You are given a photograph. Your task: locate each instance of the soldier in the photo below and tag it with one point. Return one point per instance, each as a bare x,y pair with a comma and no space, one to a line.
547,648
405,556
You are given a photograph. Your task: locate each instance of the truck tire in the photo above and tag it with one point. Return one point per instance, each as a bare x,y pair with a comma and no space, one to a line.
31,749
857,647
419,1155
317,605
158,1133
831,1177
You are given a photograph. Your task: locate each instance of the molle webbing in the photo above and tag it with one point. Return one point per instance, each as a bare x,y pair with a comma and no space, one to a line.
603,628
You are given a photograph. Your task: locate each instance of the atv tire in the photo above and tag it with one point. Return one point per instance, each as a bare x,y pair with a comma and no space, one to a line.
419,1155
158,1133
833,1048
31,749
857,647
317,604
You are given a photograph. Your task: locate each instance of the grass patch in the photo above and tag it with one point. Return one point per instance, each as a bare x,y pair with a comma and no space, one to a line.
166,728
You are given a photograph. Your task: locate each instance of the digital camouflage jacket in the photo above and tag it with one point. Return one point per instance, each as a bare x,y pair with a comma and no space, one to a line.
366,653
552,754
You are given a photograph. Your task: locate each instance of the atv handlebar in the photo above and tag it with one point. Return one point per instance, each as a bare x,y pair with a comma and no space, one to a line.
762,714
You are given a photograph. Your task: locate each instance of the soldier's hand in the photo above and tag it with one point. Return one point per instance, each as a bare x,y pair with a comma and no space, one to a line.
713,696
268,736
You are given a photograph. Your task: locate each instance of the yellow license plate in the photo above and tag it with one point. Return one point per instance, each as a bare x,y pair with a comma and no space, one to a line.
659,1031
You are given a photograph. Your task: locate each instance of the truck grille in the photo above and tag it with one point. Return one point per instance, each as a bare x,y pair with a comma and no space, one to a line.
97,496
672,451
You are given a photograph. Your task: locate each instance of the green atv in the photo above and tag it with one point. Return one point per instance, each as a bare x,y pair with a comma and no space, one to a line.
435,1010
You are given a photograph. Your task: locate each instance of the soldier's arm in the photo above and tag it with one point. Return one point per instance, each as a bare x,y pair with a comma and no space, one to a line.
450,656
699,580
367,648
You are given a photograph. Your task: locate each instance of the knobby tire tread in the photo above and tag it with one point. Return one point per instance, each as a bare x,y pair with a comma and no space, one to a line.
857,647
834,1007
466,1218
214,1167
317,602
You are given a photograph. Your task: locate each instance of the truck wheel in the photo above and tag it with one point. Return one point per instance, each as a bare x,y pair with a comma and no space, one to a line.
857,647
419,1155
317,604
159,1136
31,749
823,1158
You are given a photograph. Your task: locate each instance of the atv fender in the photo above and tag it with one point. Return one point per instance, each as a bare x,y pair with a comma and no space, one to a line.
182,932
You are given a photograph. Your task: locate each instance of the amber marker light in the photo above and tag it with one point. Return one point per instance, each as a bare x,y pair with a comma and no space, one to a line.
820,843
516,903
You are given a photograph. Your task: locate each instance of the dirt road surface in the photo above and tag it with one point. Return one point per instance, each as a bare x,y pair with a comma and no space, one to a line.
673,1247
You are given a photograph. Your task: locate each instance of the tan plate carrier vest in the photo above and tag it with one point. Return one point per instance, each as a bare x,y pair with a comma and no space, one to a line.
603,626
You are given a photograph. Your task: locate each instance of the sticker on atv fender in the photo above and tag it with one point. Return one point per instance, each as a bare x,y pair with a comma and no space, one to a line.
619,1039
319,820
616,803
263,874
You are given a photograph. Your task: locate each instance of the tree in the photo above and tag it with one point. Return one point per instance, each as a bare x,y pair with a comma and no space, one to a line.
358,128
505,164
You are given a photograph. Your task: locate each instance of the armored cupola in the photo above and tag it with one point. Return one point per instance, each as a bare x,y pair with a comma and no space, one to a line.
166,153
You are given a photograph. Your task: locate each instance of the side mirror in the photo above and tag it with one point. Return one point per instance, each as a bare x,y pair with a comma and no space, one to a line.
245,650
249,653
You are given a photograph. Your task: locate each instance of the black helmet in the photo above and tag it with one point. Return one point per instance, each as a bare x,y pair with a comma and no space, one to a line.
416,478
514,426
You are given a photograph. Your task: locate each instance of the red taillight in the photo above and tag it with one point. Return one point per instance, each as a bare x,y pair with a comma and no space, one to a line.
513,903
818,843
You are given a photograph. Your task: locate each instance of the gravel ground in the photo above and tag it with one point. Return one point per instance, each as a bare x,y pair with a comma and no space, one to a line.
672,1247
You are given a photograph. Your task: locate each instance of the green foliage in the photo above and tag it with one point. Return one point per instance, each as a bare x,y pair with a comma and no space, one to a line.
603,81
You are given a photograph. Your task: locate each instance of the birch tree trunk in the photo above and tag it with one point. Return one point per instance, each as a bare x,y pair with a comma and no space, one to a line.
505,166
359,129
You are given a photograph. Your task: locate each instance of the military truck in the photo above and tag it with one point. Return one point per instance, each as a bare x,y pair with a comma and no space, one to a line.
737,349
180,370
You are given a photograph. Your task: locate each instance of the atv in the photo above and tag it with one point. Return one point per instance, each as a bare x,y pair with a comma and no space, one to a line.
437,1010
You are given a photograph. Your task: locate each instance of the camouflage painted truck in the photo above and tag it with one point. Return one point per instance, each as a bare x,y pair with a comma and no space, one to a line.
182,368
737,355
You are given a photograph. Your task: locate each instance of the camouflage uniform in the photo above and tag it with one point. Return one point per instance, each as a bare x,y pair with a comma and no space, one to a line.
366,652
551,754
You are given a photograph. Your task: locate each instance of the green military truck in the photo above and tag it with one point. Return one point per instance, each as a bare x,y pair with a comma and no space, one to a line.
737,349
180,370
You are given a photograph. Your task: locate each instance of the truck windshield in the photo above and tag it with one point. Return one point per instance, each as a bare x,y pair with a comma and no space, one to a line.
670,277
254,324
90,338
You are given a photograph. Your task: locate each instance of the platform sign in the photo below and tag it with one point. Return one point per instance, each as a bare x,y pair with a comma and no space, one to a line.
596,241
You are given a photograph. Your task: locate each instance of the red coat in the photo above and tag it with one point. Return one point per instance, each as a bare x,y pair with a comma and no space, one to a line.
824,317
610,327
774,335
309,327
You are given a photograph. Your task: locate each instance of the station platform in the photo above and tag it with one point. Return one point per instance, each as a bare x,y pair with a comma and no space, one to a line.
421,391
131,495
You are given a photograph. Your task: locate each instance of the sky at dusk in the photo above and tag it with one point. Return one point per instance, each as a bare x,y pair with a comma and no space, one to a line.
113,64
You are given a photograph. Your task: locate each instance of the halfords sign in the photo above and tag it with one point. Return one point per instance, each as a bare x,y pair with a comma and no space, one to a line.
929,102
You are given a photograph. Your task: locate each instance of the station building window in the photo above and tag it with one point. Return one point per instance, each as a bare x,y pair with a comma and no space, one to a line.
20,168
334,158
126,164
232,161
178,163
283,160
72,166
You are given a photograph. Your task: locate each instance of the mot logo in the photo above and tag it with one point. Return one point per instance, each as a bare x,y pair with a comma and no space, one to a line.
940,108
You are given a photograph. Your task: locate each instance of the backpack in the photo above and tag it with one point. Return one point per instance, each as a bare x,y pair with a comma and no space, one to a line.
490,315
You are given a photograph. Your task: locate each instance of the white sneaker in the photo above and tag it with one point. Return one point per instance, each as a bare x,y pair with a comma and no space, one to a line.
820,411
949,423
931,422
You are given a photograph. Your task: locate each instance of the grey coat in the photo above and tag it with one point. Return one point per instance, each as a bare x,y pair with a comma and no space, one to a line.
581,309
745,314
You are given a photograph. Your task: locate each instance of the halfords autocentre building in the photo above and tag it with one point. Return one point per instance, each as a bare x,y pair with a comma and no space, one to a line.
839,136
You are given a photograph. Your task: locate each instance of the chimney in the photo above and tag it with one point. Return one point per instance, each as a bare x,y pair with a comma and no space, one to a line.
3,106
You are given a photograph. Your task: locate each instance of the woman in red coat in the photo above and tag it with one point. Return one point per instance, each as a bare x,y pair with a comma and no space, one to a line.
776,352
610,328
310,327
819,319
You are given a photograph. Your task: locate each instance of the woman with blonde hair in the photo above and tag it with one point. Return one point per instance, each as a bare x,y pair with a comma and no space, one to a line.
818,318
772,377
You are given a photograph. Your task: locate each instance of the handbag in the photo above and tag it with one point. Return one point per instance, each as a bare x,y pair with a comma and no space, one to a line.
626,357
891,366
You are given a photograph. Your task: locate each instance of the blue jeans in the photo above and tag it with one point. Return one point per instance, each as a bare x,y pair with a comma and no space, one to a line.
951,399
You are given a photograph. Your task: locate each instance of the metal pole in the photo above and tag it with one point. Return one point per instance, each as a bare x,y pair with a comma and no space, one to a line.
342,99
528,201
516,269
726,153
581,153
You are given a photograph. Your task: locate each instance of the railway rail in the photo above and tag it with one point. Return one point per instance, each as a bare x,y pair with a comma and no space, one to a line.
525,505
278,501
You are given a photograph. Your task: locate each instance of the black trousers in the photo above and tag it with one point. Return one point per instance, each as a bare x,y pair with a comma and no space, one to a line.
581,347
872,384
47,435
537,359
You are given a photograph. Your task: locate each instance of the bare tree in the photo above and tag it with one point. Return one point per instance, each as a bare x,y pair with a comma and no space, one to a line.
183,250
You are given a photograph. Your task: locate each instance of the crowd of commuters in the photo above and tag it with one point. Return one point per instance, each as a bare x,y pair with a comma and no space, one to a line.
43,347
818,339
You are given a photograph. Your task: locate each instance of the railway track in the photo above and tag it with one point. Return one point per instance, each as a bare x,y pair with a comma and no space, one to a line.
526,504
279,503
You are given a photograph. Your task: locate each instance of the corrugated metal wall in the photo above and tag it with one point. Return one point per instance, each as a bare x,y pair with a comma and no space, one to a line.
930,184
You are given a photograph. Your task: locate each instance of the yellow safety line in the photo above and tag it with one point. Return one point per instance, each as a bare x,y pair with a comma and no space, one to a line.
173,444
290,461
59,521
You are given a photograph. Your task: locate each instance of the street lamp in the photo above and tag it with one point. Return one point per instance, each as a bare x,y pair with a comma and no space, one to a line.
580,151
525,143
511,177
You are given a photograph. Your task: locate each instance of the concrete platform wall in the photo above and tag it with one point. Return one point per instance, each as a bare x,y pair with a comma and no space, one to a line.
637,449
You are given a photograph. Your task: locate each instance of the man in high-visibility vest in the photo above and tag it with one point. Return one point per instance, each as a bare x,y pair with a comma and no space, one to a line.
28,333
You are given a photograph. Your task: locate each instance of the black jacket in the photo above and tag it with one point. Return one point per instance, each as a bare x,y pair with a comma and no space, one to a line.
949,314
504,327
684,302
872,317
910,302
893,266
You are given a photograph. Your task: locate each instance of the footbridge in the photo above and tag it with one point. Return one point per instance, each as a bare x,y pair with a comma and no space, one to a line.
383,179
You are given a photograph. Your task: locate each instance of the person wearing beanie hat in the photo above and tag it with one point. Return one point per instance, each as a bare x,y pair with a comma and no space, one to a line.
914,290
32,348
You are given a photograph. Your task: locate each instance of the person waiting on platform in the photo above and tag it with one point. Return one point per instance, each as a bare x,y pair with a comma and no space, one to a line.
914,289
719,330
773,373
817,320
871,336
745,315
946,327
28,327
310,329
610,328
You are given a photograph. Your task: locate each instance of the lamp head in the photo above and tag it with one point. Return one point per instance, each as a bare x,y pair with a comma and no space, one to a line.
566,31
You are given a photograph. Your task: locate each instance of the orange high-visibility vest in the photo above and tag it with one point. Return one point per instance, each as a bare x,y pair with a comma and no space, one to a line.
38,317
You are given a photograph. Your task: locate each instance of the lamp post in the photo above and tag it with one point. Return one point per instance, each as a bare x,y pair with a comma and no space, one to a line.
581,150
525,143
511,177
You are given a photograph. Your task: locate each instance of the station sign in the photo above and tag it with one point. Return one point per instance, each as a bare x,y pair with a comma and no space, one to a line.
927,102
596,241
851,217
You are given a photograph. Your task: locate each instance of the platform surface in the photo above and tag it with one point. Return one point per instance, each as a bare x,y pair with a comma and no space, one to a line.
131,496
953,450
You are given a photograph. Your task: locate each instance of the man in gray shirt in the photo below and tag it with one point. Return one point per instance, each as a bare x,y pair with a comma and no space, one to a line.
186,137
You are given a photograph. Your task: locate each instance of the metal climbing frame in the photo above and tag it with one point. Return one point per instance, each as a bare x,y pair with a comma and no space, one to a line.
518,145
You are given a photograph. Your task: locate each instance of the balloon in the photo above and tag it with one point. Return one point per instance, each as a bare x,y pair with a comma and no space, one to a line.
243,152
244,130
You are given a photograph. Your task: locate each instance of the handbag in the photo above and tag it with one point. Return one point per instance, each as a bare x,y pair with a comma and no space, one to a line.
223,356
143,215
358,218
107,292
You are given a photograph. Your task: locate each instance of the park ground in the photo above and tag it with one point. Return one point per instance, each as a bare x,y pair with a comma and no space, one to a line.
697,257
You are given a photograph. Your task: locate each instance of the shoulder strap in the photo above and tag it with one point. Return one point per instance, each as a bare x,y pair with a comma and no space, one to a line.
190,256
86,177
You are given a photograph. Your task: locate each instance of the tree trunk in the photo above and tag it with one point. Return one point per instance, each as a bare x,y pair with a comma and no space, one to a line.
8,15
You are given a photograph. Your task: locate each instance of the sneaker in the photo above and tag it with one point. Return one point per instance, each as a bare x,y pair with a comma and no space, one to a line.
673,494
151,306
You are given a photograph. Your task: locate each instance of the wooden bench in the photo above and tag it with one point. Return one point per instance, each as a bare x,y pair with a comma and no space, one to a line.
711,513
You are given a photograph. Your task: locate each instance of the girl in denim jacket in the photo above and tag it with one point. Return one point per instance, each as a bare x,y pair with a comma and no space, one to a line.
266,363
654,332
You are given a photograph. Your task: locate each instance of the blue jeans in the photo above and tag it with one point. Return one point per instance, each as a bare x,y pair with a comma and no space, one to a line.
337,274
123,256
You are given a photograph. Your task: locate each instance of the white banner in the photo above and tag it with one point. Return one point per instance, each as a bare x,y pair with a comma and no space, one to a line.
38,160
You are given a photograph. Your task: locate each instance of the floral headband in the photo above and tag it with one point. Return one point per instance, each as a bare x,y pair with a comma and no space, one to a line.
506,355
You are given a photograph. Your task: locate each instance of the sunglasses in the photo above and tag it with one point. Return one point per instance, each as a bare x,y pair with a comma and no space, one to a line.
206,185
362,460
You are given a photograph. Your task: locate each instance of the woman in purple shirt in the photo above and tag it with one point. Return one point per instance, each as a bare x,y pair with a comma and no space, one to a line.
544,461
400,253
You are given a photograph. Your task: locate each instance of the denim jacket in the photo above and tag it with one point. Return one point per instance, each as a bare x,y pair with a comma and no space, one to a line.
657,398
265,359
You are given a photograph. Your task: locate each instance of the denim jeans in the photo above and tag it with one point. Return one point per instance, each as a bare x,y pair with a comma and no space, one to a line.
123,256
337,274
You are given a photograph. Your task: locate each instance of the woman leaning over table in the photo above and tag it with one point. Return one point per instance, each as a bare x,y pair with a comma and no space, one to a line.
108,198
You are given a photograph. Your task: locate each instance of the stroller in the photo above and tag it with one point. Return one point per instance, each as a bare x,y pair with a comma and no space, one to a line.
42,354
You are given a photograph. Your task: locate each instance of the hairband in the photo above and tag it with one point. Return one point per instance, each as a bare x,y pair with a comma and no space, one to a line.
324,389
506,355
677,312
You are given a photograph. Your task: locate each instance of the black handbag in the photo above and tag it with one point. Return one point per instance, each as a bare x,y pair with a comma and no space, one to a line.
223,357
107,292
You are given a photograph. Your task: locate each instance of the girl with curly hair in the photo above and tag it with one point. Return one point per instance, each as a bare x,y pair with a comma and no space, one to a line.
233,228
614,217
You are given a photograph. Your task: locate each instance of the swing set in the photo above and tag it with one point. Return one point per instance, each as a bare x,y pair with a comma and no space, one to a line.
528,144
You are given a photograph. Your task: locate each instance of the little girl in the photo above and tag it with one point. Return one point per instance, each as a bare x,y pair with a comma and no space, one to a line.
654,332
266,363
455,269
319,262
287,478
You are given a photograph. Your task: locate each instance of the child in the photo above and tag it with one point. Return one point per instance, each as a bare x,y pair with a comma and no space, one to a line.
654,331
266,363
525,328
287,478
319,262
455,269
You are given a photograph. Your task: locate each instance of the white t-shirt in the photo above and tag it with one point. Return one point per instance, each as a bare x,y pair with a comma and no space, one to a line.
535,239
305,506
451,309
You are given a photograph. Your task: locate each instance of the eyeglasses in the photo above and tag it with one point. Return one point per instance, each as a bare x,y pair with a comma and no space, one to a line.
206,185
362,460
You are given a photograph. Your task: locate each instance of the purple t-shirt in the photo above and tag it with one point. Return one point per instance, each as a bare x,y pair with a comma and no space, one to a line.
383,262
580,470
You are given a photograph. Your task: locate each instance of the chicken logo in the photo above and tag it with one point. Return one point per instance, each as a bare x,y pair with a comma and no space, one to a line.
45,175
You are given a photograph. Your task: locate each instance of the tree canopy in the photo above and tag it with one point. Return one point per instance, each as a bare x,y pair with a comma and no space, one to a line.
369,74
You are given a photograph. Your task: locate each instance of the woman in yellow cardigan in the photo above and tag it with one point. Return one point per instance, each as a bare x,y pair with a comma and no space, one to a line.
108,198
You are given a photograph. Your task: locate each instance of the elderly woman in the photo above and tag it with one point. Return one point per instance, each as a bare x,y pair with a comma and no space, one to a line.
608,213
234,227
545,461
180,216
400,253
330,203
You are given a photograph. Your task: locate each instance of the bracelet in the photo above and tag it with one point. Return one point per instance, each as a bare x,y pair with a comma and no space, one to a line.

================================

__Given exercise__: Write out exactly the lines starting with the one that holds "the tree canopy" and running through the last line above.

__Answer in full__:
You are given a photograph. Your task: locate each instance of the tree canopy in the photo above and tag it with one point. Return one point per instance, each as a bare x,y pair with a comma and no space, one to a line.
369,74
You are given a photograph. Your task: locate each instance of the woman in yellow cardigan in the photo above and tag it with one point. Return one point per instance, each as a bare x,y pair with a comma and no space, one to a line.
108,198
You are given a photograph. Your task: locate each instance of the elderly woman in the photo above and tag it with one point. Return one point per instance, each as a bare x,y pair with a comma and no space, one to a line.
608,213
234,227
545,461
180,216
400,253
330,203
You are given a photograph. Your task: locate each instance of the bracelet in the photo above and tag it with one point. Return one point per instance, each as a bare x,y pair with a comma and no space, one to a line.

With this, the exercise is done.